# [Work required]
Copy all of the following records character for character, leaving the pictures out.

# [Supplied material]

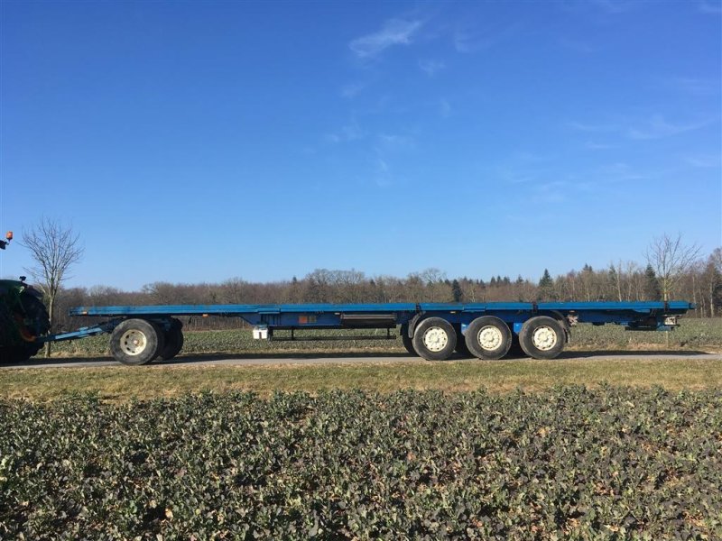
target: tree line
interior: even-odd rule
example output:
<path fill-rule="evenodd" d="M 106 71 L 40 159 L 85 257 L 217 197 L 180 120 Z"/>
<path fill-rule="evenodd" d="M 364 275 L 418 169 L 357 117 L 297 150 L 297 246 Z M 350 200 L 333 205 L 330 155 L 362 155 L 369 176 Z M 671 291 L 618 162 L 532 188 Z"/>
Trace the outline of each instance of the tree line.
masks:
<path fill-rule="evenodd" d="M 8 242 L 12 234 L 8 233 Z M 23 235 L 34 265 L 28 269 L 42 289 L 49 308 L 51 332 L 82 325 L 70 320 L 68 308 L 77 306 L 492 302 L 570 300 L 690 300 L 693 316 L 722 315 L 722 247 L 703 257 L 697 244 L 687 244 L 681 234 L 654 238 L 644 253 L 645 265 L 621 261 L 603 269 L 585 264 L 552 277 L 548 269 L 539 281 L 518 275 L 488 279 L 467 276 L 449 279 L 430 268 L 405 278 L 367 276 L 365 272 L 317 269 L 306 276 L 275 282 L 252 282 L 233 278 L 221 283 L 173 284 L 154 282 L 140 291 L 108 286 L 63 288 L 69 269 L 79 262 L 79 236 L 69 225 L 43 218 Z M 7 243 L 5 243 L 6 245 Z M 5 246 L 5 245 L 4 245 Z M 88 320 L 88 324 L 92 320 Z M 191 328 L 224 328 L 239 325 L 237 318 L 195 318 Z M 50 345 L 50 343 L 49 344 Z M 50 348 L 46 354 L 50 353 Z"/>
<path fill-rule="evenodd" d="M 698 258 L 677 273 L 634 261 L 611 263 L 603 269 L 585 264 L 552 277 L 544 269 L 532 281 L 521 275 L 486 279 L 449 278 L 440 269 L 412 272 L 405 278 L 368 276 L 356 270 L 317 269 L 302 278 L 254 282 L 233 278 L 220 283 L 174 284 L 153 282 L 140 291 L 122 291 L 106 286 L 62 289 L 58 299 L 60 328 L 80 323 L 67 316 L 76 306 L 152 304 L 276 304 L 276 303 L 387 303 L 490 301 L 634 301 L 683 299 L 694 302 L 691 316 L 722 316 L 722 248 Z M 186 322 L 189 325 L 189 322 Z M 194 318 L 190 328 L 237 327 L 236 318 Z"/>

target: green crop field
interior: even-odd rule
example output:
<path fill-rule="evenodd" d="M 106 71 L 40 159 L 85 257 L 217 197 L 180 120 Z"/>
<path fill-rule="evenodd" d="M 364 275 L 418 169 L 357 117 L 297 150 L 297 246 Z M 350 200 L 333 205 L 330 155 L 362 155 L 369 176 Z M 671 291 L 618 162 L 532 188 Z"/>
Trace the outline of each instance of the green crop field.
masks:
<path fill-rule="evenodd" d="M 0 401 L 4 539 L 720 539 L 722 393 Z"/>
<path fill-rule="evenodd" d="M 343 335 L 343 331 L 306 332 L 307 335 Z M 347 332 L 346 333 L 347 334 Z M 385 331 L 353 331 L 354 335 L 385 335 Z M 277 333 L 279 336 L 287 334 Z M 398 332 L 396 332 L 398 335 Z M 572 328 L 569 349 L 618 350 L 618 349 L 712 349 L 722 348 L 722 319 L 682 319 L 681 326 L 671 333 L 631 332 L 614 325 L 594 326 L 579 325 Z M 60 356 L 109 355 L 107 335 L 95 336 L 73 342 L 64 342 L 53 346 L 55 354 Z M 254 340 L 251 331 L 205 331 L 185 333 L 182 353 L 294 353 L 294 352 L 404 352 L 400 338 L 395 340 L 362 341 L 340 340 L 322 342 L 268 342 Z"/>

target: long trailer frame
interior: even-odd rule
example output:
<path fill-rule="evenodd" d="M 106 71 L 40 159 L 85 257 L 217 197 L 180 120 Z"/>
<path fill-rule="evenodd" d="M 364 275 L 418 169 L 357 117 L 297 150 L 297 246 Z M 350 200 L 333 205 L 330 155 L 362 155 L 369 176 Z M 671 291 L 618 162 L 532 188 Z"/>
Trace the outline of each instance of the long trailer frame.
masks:
<path fill-rule="evenodd" d="M 579 324 L 614 324 L 627 330 L 671 330 L 694 305 L 669 302 L 488 302 L 278 305 L 161 305 L 79 307 L 70 316 L 106 317 L 96 326 L 41 338 L 64 341 L 110 334 L 113 356 L 124 364 L 171 359 L 182 348 L 179 316 L 239 317 L 254 326 L 254 337 L 274 339 L 290 330 L 400 328 L 410 353 L 448 359 L 455 351 L 479 359 L 500 359 L 518 346 L 535 359 L 556 358 Z M 379 336 L 354 336 L 356 339 Z M 285 339 L 289 339 L 286 337 Z"/>

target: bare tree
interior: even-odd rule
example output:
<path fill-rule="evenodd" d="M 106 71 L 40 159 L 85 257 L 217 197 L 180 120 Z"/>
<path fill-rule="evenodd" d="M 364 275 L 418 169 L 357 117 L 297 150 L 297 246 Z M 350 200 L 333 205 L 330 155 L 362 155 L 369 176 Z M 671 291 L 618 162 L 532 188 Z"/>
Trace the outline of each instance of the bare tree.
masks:
<path fill-rule="evenodd" d="M 40 224 L 23 232 L 21 245 L 30 250 L 34 266 L 25 269 L 41 289 L 48 303 L 51 332 L 55 331 L 55 300 L 68 270 L 80 261 L 83 248 L 72 226 L 43 217 Z M 51 356 L 51 343 L 45 344 L 45 356 Z"/>
<path fill-rule="evenodd" d="M 664 234 L 650 243 L 647 262 L 657 275 L 664 300 L 670 300 L 678 282 L 699 255 L 699 250 L 697 244 L 688 246 L 682 243 L 680 233 L 674 238 Z"/>

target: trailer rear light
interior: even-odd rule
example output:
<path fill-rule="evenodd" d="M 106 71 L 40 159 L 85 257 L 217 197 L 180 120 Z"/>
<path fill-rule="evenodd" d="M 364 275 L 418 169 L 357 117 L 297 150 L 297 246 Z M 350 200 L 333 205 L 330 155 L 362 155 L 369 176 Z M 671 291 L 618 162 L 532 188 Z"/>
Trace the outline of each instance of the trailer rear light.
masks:
<path fill-rule="evenodd" d="M 268 327 L 254 327 L 254 340 L 268 340 Z"/>

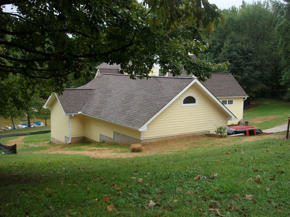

# [Complete output]
target: tree line
interior: even-odd rule
example output:
<path fill-rule="evenodd" d="M 106 71 L 40 159 L 85 257 L 217 197 L 180 120 Z"/>
<path fill-rule="evenodd" d="M 364 275 L 418 169 L 357 117 L 297 150 L 297 246 Z M 350 200 L 333 205 L 330 155 L 362 155 L 369 176 Z M 671 291 L 618 162 L 532 188 Z"/>
Trace the outline of each instance of the tree line.
masks:
<path fill-rule="evenodd" d="M 8 242 L 12 234 L 8 233 Z M 23 235 L 34 265 L 28 269 L 42 289 L 49 308 L 51 332 L 82 325 L 70 320 L 68 308 L 77 306 L 492 302 L 570 300 L 690 300 L 693 316 L 722 315 L 722 247 L 703 257 L 697 244 L 687 244 L 681 234 L 654 238 L 644 253 L 645 265 L 621 261 L 603 269 L 585 264 L 552 277 L 548 269 L 539 281 L 518 275 L 488 279 L 467 276 L 449 279 L 430 268 L 405 278 L 367 276 L 365 272 L 317 269 L 306 276 L 275 282 L 252 282 L 233 278 L 221 283 L 173 284 L 154 282 L 140 291 L 108 286 L 63 288 L 69 269 L 79 262 L 79 236 L 69 225 L 43 218 Z M 7 243 L 5 243 L 6 245 Z M 5 246 L 5 245 L 4 245 Z M 88 320 L 88 324 L 92 320 Z M 191 328 L 224 328 L 239 325 L 237 318 L 195 318 Z M 50 345 L 50 343 L 49 344 Z M 50 348 L 46 354 L 50 353 Z"/>
<path fill-rule="evenodd" d="M 698 258 L 677 273 L 634 261 L 611 263 L 603 269 L 585 264 L 552 277 L 544 269 L 532 281 L 521 275 L 486 279 L 449 278 L 440 269 L 412 272 L 405 278 L 368 276 L 356 270 L 317 269 L 302 278 L 254 282 L 233 278 L 220 283 L 174 284 L 153 282 L 140 291 L 122 291 L 106 286 L 62 289 L 58 299 L 60 328 L 80 323 L 67 316 L 76 306 L 152 304 L 276 304 L 276 303 L 387 303 L 490 301 L 634 301 L 683 299 L 694 302 L 691 316 L 722 316 L 722 248 Z M 186 322 L 189 325 L 189 322 Z M 194 318 L 190 328 L 237 327 L 236 318 Z"/>

target: green crop field
interior: even-odd rule
example output:
<path fill-rule="evenodd" d="M 106 71 L 40 159 L 85 257 L 217 197 L 180 120 Z"/>
<path fill-rule="evenodd" d="M 364 275 L 418 169 L 357 117 L 297 150 L 297 246 Z M 350 200 L 333 205 L 330 155 L 362 155 L 369 176 Z M 671 291 L 618 162 L 532 188 Z"/>
Trace the outline of each instance of the green crop field.
masks:
<path fill-rule="evenodd" d="M 0 401 L 4 539 L 720 539 L 722 393 Z"/>
<path fill-rule="evenodd" d="M 343 335 L 343 331 L 306 332 L 307 335 Z M 347 332 L 346 333 L 347 334 Z M 385 331 L 353 331 L 354 335 L 385 335 Z M 277 333 L 279 336 L 287 334 Z M 398 332 L 396 332 L 398 335 Z M 572 328 L 569 349 L 618 350 L 618 349 L 712 349 L 722 348 L 722 319 L 682 319 L 681 326 L 671 333 L 631 332 L 614 325 L 594 326 L 579 325 Z M 60 356 L 109 355 L 107 335 L 95 336 L 73 342 L 64 342 L 53 346 L 55 354 Z M 254 340 L 251 331 L 205 331 L 185 333 L 182 353 L 294 353 L 294 352 L 404 352 L 400 338 L 395 340 L 362 341 L 340 340 L 322 342 L 268 342 Z"/>

target: long trailer frame
interior: even-odd rule
example output:
<path fill-rule="evenodd" d="M 106 71 L 40 159 L 85 257 L 217 197 L 180 120 Z"/>
<path fill-rule="evenodd" d="M 364 275 L 418 169 L 357 117 L 297 150 L 297 246 Z M 350 200 L 333 205 L 330 155 L 362 155 L 369 176 Z M 671 291 L 618 162 L 532 188 Z"/>
Trace the outline of each instance of the long trailer frame.
masks:
<path fill-rule="evenodd" d="M 579 324 L 614 324 L 627 330 L 671 330 L 694 305 L 669 302 L 488 302 L 278 305 L 161 305 L 79 307 L 70 316 L 106 317 L 96 326 L 41 338 L 64 341 L 110 334 L 113 356 L 124 364 L 171 359 L 182 348 L 179 316 L 239 317 L 254 326 L 254 337 L 274 339 L 290 330 L 400 328 L 410 353 L 448 359 L 455 351 L 479 359 L 500 359 L 518 346 L 535 359 L 556 358 Z M 379 336 L 354 336 L 356 339 Z M 285 339 L 289 339 L 286 337 Z"/>

target: bare tree
interior: even-odd rule
example output:
<path fill-rule="evenodd" d="M 106 71 L 40 159 L 85 257 L 217 197 L 180 120 Z"/>
<path fill-rule="evenodd" d="M 364 275 L 418 169 L 357 117 L 297 150 L 297 246 Z M 350 200 L 333 205 L 330 155 L 362 155 L 369 176 Z M 671 291 L 618 162 L 532 188 Z"/>
Trace the outline of each instance of the bare tree.
masks:
<path fill-rule="evenodd" d="M 40 224 L 23 232 L 21 245 L 30 250 L 34 266 L 25 269 L 41 289 L 48 303 L 51 332 L 55 331 L 55 300 L 68 270 L 80 261 L 83 248 L 72 226 L 43 217 Z M 51 356 L 51 343 L 45 344 L 45 356 Z"/>
<path fill-rule="evenodd" d="M 664 234 L 650 243 L 647 262 L 657 275 L 664 300 L 670 300 L 678 282 L 699 255 L 699 250 L 697 244 L 688 246 L 682 243 L 680 233 L 674 238 Z"/>

target: trailer rear light
interior: even-odd rule
example output:
<path fill-rule="evenodd" d="M 106 71 L 40 159 L 85 257 L 217 197 L 180 120 Z"/>
<path fill-rule="evenodd" d="M 364 275 L 418 169 L 357 117 L 297 150 L 297 246 Z M 350 200 L 333 205 L 330 155 L 362 155 L 369 176 Z M 671 291 L 618 162 L 532 188 Z"/>
Trace the outline of each instance of the trailer rear light.
masks:
<path fill-rule="evenodd" d="M 268 327 L 254 327 L 254 340 L 268 340 Z"/>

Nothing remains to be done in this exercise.